* [WORK INSTRUCTIONS]:
Revise the items starting with the line that contains "the bird's leg." and going on through the last line of the items, replacing "component" with "module" and changing nothing else; give only those lines.

* [ENTRIES SHOWN]:

■ ■ ■ ■

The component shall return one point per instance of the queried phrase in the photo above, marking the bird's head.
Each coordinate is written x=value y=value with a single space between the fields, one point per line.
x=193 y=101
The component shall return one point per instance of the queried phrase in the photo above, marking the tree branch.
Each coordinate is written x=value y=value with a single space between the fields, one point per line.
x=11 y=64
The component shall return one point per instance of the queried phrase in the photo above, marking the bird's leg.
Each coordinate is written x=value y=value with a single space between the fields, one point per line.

■ ■ ■ ■

* [WRITTEN ANSWER]:
The module shall return one point per instance of the queried phrase in the photo above, marking the bird's leg.
Each coordinate is written x=value y=value with a single space between the fields, one point per line.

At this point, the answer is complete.